**Tareas:**
[1] En el fragmento sobre Shoshana Roberts, ¿qué es lo que el texto califica de horripilante? Explícalo en una a tres oraciones.
[2] Transcribe sin cambios el pasaje del fragmento sobre Shoshana Roberts que empieza con "Horripilante, de verdad." y sigue hasta "En una grosería.".

**Fragmento de página:**
★ ★ ★ ★
Por si aún no la conocen, les contamos la historia. Cámara oculta en ristre, la actriz Shoshana Roberts estuvo durante diez horas andando con paso firme y decidido por las calles de Nueva York. El acoso sexual que sufrió fue tan indecente como clamoroso. Tuvo que soportar los peores ultrajes. Desde que la llamaran “princesa” (“¿Dónde vas, princesa?”), hasta que la tildaran de hermosa (¿Qué pasa, belleza?). Hubo quienes, invocando el nombre de Dios, llegaron incluso  a pedir al Altísimo que la bendijera (“¡Dios te bendiga, mami!”).
 
Horripilante, de verdad.
 
Horripilante, en efecto, el hecho de que el piropo —y no sólo el piropo: cualquier forma de halago— se haya convertido en un acoso, en una afrenta. En una grosería.
★ ★ ★ ★
**Datos sin procesar:**

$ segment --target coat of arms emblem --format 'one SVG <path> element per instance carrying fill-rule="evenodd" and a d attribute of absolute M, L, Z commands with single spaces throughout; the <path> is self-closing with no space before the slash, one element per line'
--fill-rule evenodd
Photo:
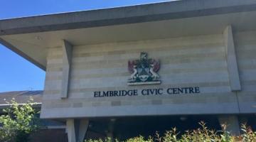
<path fill-rule="evenodd" d="M 146 53 L 140 53 L 140 59 L 128 61 L 128 70 L 132 74 L 129 85 L 160 84 L 160 77 L 156 73 L 160 69 L 160 62 L 149 59 Z"/>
★ ★ ★ ★
**Respuestas esperadas:**
[1] El texto califica de horripilante que el piropo, y cualquier forma de halago, se haya convertido en un acoso, en una afrenta, en una grosería.

[2]
Horripilante, de verdad.
 
Horripilante, en efecto, el hecho de que el piropo —y no sólo el piropo: cualquier forma de halago— se haya convertido en un acoso, en una afrenta. En una grosería.